▸ **WHAT IS BEING ASKED**: Can you quote the lines below exactly, starting at the line with "of the gray" and going through the last one?
+++++
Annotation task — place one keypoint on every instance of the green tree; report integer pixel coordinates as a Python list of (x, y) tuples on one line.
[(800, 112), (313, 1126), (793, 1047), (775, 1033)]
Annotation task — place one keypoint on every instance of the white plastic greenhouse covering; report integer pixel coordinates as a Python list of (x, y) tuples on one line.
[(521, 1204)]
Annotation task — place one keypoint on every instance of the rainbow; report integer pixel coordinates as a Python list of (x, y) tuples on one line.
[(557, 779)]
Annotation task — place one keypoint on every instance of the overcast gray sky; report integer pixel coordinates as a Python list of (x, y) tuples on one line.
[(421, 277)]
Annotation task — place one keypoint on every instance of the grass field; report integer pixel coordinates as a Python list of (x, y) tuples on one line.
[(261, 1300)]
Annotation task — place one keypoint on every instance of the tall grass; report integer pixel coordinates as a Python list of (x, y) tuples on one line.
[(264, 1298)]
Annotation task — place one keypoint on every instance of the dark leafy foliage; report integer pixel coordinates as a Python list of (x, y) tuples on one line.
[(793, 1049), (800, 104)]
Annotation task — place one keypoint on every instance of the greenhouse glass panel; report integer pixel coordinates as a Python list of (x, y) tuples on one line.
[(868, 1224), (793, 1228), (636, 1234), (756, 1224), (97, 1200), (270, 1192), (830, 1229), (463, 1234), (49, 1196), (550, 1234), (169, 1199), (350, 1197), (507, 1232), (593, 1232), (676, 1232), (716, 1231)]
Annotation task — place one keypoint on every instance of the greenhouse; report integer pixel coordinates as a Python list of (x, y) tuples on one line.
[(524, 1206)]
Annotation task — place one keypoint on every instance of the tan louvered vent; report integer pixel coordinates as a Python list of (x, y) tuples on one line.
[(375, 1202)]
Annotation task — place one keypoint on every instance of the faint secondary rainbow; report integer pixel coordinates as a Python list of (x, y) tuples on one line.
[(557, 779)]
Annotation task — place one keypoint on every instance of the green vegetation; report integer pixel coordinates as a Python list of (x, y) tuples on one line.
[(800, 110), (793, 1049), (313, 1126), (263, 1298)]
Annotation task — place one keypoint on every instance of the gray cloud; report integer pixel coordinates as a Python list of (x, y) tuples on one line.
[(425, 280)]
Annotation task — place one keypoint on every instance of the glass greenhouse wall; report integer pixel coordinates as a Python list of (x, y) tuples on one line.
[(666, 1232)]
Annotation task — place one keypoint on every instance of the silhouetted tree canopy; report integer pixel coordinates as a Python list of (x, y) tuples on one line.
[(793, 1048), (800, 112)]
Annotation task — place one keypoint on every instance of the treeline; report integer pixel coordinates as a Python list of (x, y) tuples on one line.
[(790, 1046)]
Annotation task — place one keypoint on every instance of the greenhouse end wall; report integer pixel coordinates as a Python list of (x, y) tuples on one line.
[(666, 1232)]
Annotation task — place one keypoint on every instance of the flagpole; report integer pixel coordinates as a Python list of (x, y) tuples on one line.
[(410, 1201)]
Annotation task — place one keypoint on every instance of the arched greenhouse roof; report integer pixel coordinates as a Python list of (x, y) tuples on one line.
+++++
▸ **WRITTEN ANSWER**:
Annotation task — place one keypoint on every instance of the gray cloud; report integer pixel coordinates as a Python list of (x, y) tuples on one line.
[(425, 280)]
Annotation task — place one keypoint on every instance of the glass greenhouse wall; report integer pixel coordinates as a Python list of (x, y) tuples on one line.
[(666, 1232)]
Annotation task — place one keypoint on every instance of the silhouetted tree canopy; report integer pixel coordinates as a Python list of (x, y) tuples on one line.
[(793, 1048), (800, 112)]
Annotation task — place one keypoint on every instance of the treeline; report integer pixel coordinates as a Python list of (x, y) tuples on one line.
[(790, 1046)]
Annotation task — place one keypoint on every instance of the greenhouse end wall; report integer pixel coordinates as a Python list of (x, y) tuples on one line.
[(666, 1232)]
Annotation task — place one keypoint on every instance of the flagpole; report integer pixel coordinates as a Python list of (x, y) tuples on one line.
[(410, 1201)]
Annotation task — place one keypoint on every instance of the arched greenhouse roof; report integer pixel coordinates as a Python list of (x, y) tuples on one line.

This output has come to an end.